> Requirements
Which lines in the listing below contain the word "instance", with case counting? Pull out each of those lines in full.

> Materials provided

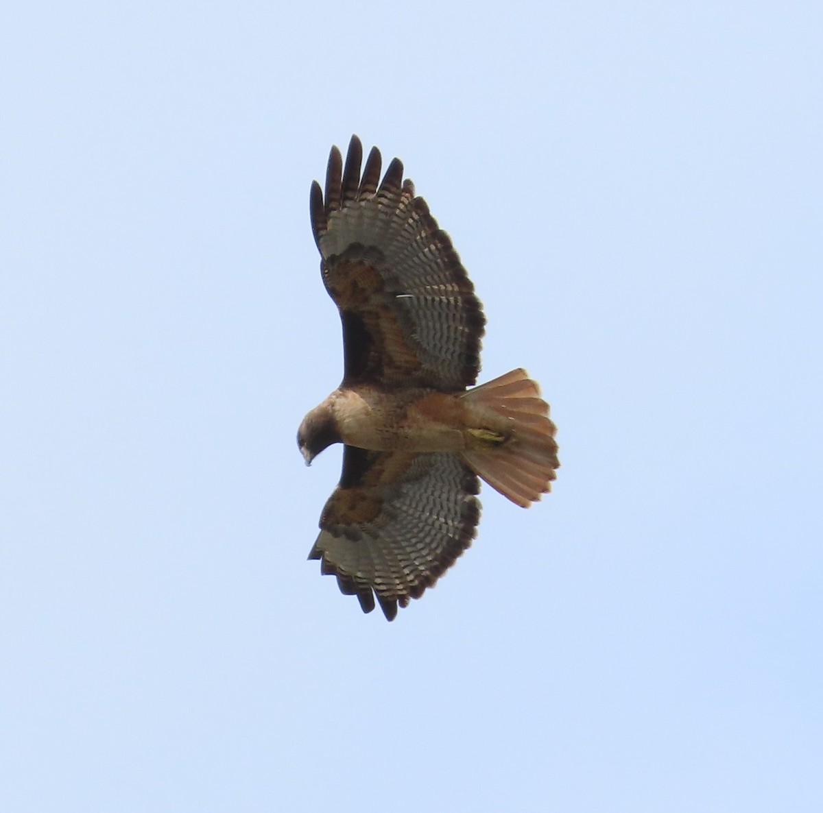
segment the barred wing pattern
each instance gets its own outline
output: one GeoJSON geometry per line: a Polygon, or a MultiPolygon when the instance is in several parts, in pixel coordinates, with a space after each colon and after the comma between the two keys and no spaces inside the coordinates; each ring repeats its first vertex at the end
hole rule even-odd
{"type": "Polygon", "coordinates": [[[380,182],[379,151],[360,177],[362,158],[356,136],[345,168],[332,147],[325,196],[311,188],[323,279],[343,325],[343,384],[462,390],[477,381],[486,324],[474,286],[400,160],[380,182]]]}
{"type": "Polygon", "coordinates": [[[345,447],[343,473],[323,509],[309,559],[388,620],[419,598],[471,544],[480,521],[477,476],[449,453],[345,447]]]}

> Result below
each instance gets its own outline
output: one GeoJSON geometry per line: a Polygon, or a MultiPolygon when the instance is in several parts, in pixel coordinates, with a space after each colon and after the comma between the two keys and no spaces inside the coordinates; each ring repeats its first vertex at the end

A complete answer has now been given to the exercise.